Supplied data:
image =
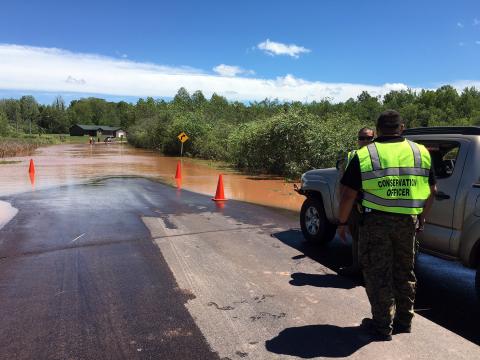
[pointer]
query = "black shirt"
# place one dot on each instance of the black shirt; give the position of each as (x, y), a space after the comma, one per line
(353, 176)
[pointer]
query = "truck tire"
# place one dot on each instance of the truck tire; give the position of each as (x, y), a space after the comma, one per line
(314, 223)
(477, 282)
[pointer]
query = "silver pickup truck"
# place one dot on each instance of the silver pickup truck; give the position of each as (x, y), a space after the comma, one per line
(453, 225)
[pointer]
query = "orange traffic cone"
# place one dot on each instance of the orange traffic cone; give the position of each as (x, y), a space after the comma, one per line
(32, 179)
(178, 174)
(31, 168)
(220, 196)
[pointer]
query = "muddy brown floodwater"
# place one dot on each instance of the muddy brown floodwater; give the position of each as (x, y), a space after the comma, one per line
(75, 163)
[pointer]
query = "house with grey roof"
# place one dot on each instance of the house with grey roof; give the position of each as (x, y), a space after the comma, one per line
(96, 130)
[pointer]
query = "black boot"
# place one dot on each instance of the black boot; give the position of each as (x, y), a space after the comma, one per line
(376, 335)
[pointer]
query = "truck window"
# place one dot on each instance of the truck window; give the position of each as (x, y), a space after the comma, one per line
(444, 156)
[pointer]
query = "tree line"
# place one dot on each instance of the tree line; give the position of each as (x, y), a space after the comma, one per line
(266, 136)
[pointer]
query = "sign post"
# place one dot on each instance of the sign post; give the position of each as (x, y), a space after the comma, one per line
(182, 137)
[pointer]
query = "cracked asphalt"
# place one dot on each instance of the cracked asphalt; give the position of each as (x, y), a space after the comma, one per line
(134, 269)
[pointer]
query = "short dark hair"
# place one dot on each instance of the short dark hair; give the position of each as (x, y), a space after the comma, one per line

Written exercise: Restate the full listing verbatim and drop every picture.

Solution to this problem:
image =
[pointer]
query = "black shirt"
# place one dot on each instance of the black shirt; give the position of each as (x, y), a space after the comma, one per line
(353, 176)
[pointer]
query = "truck tire"
# place one dot on each instance of the truck tire; give the position of each as (x, y), a space after the comma, one per line
(314, 223)
(477, 282)
[pointer]
query = "silver pickup truck"
# place one dot on each instance of the silver pickup truck; give the position of each as (x, y), a space after the comma, one per line
(453, 225)
[pointer]
query = "orange traffic cone"
# place one dot on each instance of the orange traffic cone; give the position of each as (x, y), a space after the comma, one per line
(32, 179)
(178, 174)
(31, 168)
(220, 196)
[pointer]
query = "muddy brown floodwater"
# place one dot on each instance of the muddy brown floodwater; give the position of each as (x, y), a space after the comma, one per line
(75, 163)
[pointer]
query = "house with grey roof"
# place one dot on each instance of the house with grey roof; give the position of each as (x, y), a space after the comma, one per line
(96, 130)
[pointer]
query = "black boot"
# place one dot on each instance of the black boot; give the position of each as (x, y), a space after the comma, one per line
(376, 335)
[pointer]
query = "truck window"
# place one dot on each instance of the truck window; give the position of each as (x, y), a space after the comma, one per line
(444, 156)
[pointer]
query = "tree line"
# place one dot on each instance of the tree line; give the position of each as (x, y), a space after the comma, one per line
(266, 136)
[pointer]
query = "sign post"
# place one dot on each instance of the sign post; give the position of each as (x, y), a space after the comma, one per line
(182, 137)
[pointer]
query = "cracked asphalt"
# place one dot on each instance of the cracked asphalt; give the position of each as (x, y), a space after the comma, one per line
(134, 269)
[pointer]
query = "short dark hair"
# place one dot on each instance of the short dark hair; give the position of each as (x, y), a space after the comma, one per line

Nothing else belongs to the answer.